__EXPLORE THE MATERIAL__.
**a.** Could you reproduce the Striggio passage word for word, between "Alessandro Striggio (c." and "for 400 years.", inclusive?
**b.** Does each statement agree with the Striggio passage? Answer yes or no for each and quote the words that decide it: (i) Striggio senior was born in Venice. (ii) He began working for Cosimo de' Medici in 1559. (iii) It is certain that he belonged to the Florentine Camerata.

__SELECTED EXCERPT__.
-- Opening Marker --

Alessandro Striggio (c. 1536/1537 – 29 February 1592) was an Italian composer, instrumentalist and diplomat of the Renaissance. He composed numerous madrigals as well as dramatic music, and by combining the two, became the inventor of madrigal comedy. His compositions include the monumental Missa sopra Ecco sì beato giorno for up to 60 voices, rediscovered in 2005 after being lost for 400 years.
His son, also named Alessandro Striggio,[1] wrote the libretto for Monteverdi's Orfeo.
Life
Striggio senior was born in Mantua, evidently to an aristocratic family. Records of his early life are sparse, but he must have gone to Florence as a young man. He began working for Cosimo de' Medici on 1 March 1559 as a musician, eventually to replace Francesco Corteccia as the principal musician to the Medici court. In 1560 he visited Venice, and produced two books of madrigals in response to the musical styles he encountered there.[2] In 1567 the Medici sent him on a diplomatic mission to England. Throughout the 1560s Striggio composed numerous intermedi for the Medici, for weddings, visits, and other state occasions. In the 1570s he continued to work for the Medici, but there is some evidence he began to travel away from Florence. He had some connection to the Bavarian court in Munich, and may have gone there on more than one occasion (possibly for the performance of his 40-voice motet Ecce beatam lucem which he wrote for a royal marriage there). He became friends with Vincenzo Galilei, the father of the astronomer, during the 1570s; whether or not he was a member of the Florentine Camerata is uncertain.

-- Closing Marker --

(Collected data entries)
-- Opening Marker --

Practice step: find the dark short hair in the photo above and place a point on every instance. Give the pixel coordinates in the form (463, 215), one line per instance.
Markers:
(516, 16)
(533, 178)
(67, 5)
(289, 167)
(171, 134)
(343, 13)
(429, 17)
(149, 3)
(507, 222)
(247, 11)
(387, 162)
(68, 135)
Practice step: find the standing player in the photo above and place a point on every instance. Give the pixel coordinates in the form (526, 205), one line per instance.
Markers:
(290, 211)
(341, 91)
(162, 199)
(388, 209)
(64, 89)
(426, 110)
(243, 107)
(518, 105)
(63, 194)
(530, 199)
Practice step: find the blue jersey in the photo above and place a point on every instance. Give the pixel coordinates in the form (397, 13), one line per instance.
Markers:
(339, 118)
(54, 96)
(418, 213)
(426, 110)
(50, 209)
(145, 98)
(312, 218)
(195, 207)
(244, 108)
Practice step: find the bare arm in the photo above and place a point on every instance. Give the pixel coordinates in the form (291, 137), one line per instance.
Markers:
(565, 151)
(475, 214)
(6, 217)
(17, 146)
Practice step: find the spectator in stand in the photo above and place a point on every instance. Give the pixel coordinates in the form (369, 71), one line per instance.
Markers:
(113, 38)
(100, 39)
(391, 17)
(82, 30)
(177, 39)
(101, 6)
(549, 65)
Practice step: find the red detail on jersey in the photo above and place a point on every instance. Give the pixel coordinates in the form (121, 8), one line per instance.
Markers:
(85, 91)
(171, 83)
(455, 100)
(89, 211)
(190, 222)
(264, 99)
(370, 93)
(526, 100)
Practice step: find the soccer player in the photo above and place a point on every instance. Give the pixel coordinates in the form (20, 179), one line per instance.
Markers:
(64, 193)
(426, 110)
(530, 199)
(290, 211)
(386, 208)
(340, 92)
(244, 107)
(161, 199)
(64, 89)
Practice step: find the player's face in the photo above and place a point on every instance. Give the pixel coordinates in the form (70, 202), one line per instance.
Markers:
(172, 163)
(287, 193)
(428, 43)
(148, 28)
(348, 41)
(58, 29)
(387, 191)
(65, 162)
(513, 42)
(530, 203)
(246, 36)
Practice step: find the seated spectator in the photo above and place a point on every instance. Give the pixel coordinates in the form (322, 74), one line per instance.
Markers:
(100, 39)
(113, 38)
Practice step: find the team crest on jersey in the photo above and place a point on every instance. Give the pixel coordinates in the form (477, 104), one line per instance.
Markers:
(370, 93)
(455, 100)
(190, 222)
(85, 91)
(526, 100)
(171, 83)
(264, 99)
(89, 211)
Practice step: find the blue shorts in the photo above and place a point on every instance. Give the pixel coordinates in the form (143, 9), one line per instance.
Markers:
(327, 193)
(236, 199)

-- Closing Marker --

__EXERCISE RESULTS__.
**a.**
Alessandro Striggio (c. 1536/1537 – 29 February 1592) was an Italian composer, instrumentalist and diplomat of the Renaissance. He composed numerous madrigals as well as dramatic music, and by combining the two, became the inventor of madrigal comedy. His compositions include the monumental Missa sopra Ecco sì beato giorno for up to 60 voices, rediscovered in 2005 after being lost for 400 years.

**b.**
(i) No: "Striggio senior was born in Mantua"
(ii) Yes: "He began working for Cosimo de' Medici on 1 March 1559 as a musician"
(iii) No: "whether or not he was a member of the Florentine Camerata is uncertain"